===== Trecho fornecido

As primeiras conquistas vieram em pouco tempo. A equipe coordenada por Carlos Kamarowski Junior subiu rapidamente para a primeira divisão e, em 2013, se tornou campeã brasileira, além de ter ocupado a vice-liderança no ano seguinte.
Entre outras conquistas,cinco curitibanos do projeto participaram pela seleção de um campeonato no ano passado em Toronto, no Canadá; outros três jogaram na Rio 2016; os Gladiadores foram campeões invictos, há poucos dias, da Taça Internacional de Clubes da Colômbia; daqui a duas semanas dois atletas paranaenses vão com a seleção para a Áustria, assim como a médica da instituição, Karyna Lucena; e ainda há mais duas competições brasileiras para o resto do ano.

==========

◆ O que fazer
1. Responda, com base no trecho sobre a equipe dos Gladiadores:
(a) Em que ano a equipe se tornou campeã brasileira?
(b) Em que cidade e país cinco curitibanos do projeto disputaram um campeonato pela seleção?
(c) Qual é o nome da médica da instituição que vai à Áustria?
2. Retome o trecho sobre a equipe dos Gladiadores e escreva a continuação a partir da última frase.

===== Dados brutos

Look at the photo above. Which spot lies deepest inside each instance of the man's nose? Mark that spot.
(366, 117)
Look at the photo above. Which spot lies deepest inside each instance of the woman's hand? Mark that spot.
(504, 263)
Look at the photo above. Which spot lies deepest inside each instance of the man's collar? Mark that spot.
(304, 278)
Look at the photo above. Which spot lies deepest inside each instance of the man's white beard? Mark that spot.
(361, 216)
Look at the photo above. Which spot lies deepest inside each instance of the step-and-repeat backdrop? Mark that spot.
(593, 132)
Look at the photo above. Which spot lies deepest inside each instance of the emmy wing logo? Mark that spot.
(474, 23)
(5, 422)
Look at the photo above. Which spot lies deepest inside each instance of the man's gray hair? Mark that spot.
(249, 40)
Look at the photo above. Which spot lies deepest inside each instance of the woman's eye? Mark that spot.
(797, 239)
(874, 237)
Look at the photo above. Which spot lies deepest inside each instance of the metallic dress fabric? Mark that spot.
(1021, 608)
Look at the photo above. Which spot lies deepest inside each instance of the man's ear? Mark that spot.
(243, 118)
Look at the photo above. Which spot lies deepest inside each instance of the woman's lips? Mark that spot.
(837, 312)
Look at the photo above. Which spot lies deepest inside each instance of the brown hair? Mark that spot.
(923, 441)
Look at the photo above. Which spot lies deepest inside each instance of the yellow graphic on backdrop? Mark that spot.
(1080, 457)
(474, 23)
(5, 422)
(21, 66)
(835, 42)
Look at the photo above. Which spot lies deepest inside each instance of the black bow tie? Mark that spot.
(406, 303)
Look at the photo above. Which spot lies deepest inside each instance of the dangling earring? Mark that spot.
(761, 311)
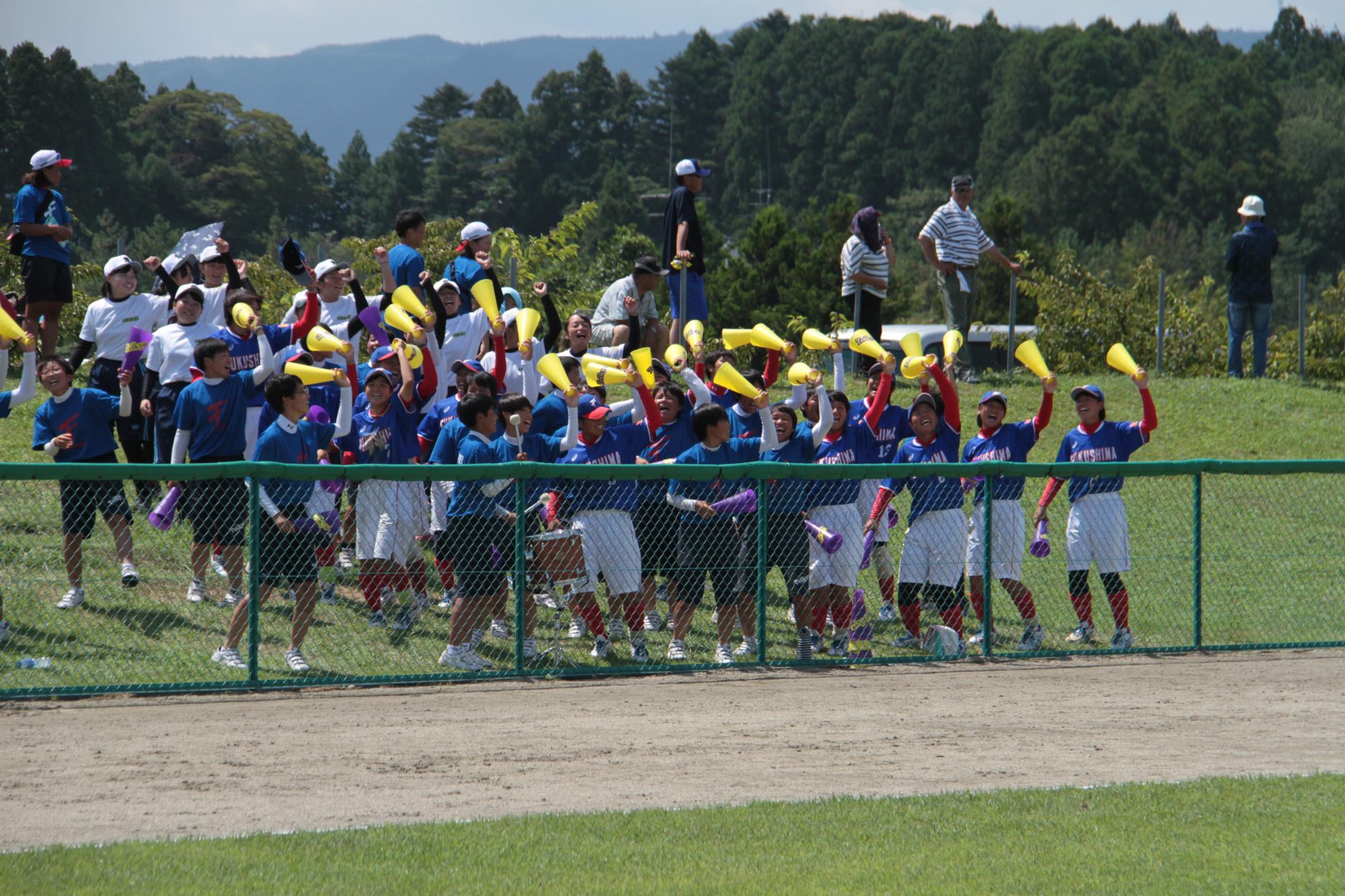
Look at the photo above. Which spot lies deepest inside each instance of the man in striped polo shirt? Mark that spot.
(953, 241)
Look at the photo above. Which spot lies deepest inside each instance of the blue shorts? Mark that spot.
(697, 309)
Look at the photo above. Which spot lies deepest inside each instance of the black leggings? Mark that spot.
(1079, 581)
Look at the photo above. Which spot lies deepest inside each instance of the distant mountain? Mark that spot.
(333, 91)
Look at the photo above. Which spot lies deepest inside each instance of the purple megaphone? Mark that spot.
(744, 502)
(832, 541)
(162, 516)
(375, 325)
(1040, 545)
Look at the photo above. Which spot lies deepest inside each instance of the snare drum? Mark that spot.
(556, 556)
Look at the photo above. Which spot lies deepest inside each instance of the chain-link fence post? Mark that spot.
(1196, 571)
(254, 576)
(988, 573)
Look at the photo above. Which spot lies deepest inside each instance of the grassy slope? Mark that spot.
(1210, 836)
(1260, 585)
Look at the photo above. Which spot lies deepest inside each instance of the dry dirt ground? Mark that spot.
(118, 768)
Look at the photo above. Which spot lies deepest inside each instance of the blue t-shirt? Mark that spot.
(1112, 442)
(618, 446)
(735, 451)
(1012, 442)
(298, 447)
(407, 264)
(930, 493)
(217, 415)
(85, 415)
(26, 212)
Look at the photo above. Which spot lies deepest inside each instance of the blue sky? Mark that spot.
(141, 30)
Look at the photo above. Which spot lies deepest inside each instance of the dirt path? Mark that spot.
(118, 768)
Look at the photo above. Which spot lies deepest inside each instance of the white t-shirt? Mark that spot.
(108, 323)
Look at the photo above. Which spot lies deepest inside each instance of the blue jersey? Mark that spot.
(1011, 442)
(930, 493)
(217, 415)
(400, 421)
(793, 495)
(87, 415)
(244, 353)
(618, 446)
(299, 447)
(1110, 442)
(735, 451)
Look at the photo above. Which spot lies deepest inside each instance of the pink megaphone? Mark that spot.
(744, 502)
(162, 516)
(832, 541)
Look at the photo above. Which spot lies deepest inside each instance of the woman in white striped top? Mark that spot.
(866, 261)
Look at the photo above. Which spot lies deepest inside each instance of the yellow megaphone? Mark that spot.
(244, 315)
(765, 338)
(802, 374)
(818, 341)
(552, 368)
(953, 343)
(728, 377)
(309, 374)
(484, 291)
(911, 346)
(414, 354)
(408, 302)
(915, 365)
(695, 334)
(867, 345)
(1031, 358)
(606, 376)
(322, 339)
(644, 361)
(1121, 360)
(397, 318)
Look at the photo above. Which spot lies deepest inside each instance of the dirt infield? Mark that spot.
(118, 768)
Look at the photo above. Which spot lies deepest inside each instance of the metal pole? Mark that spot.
(1163, 314)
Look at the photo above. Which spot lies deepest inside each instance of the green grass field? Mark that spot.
(1272, 549)
(1281, 834)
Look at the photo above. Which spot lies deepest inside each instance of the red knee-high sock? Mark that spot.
(1083, 606)
(1121, 608)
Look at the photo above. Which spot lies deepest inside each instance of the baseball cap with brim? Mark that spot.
(689, 167)
(49, 159)
(118, 263)
(592, 409)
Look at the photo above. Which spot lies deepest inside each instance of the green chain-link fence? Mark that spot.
(1196, 555)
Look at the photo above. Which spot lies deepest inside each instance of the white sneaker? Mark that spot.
(229, 657)
(72, 599)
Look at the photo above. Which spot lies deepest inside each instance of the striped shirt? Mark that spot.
(957, 235)
(856, 257)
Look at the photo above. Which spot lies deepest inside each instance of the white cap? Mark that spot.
(475, 231)
(1253, 206)
(326, 267)
(118, 263)
(46, 159)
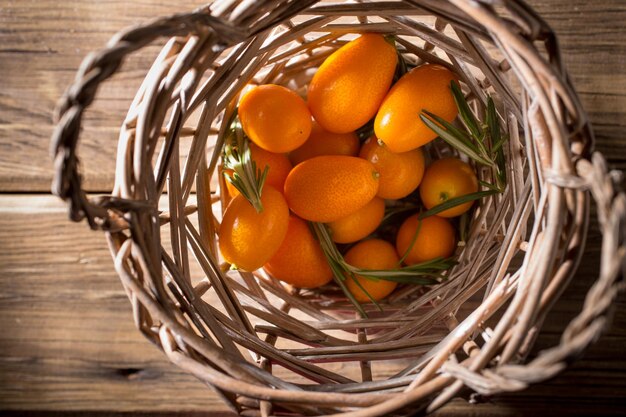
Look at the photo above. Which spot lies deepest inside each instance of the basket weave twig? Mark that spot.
(267, 348)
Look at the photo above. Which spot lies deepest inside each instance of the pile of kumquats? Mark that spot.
(341, 184)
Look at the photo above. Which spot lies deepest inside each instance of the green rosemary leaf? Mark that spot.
(408, 250)
(453, 202)
(467, 117)
(493, 124)
(489, 186)
(335, 261)
(246, 177)
(452, 129)
(454, 141)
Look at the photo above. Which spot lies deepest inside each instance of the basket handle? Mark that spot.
(96, 68)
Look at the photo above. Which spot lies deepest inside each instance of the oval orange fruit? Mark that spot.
(248, 239)
(435, 239)
(445, 179)
(278, 164)
(322, 142)
(359, 224)
(373, 254)
(275, 118)
(327, 188)
(349, 86)
(400, 173)
(300, 260)
(398, 122)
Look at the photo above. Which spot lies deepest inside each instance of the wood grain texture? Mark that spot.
(68, 346)
(42, 43)
(68, 342)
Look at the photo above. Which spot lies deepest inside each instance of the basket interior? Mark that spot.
(170, 154)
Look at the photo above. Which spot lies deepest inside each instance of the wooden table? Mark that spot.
(68, 345)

==========

◆ Respostas por tarefa
1.
(a) Em 2013.
(b) Em Toronto, no Canadá.
(c) Karyna Lucena.

2.
Custos muito altos
Chegar ao patamar atual de equipe campeã não foi nada fácil. O projeto do rúgbi em cadeira de rodas se mantém com uma verba anual da Secretaria de Esporte e Lazer, Lei de Incentivo ao Esporte e empresas particulares para pagar também professores, fisioterapeuta e enfermeiros. As cadeiras utilizadas atualmente pela ONG custam quase R$ 7 mil, mas os jogadores da seleção utilizam uma importada, ao custo de R$ 25 mil cada. A divulgação é por meio do site (saudeesporte.com.br) e boca a boca, através de uma parceria com o Hospital de Reabilitação de Curitiba, onde os organizadores fazem uma palestra a cada três meses.
“No comecinho do projeto, encontramos os primeiros jogadores enquanto saíamos pela rua ou shoppings, buscando tetraplégicos que pudessem se interessar pelo esporte, mas em pouco tempo começamos a ser procurados quando as pessoas têm alta do hospital ou é indicada para fazer conosco a pós-reabilitação”, conta o coordenador Carlos Kamarowski.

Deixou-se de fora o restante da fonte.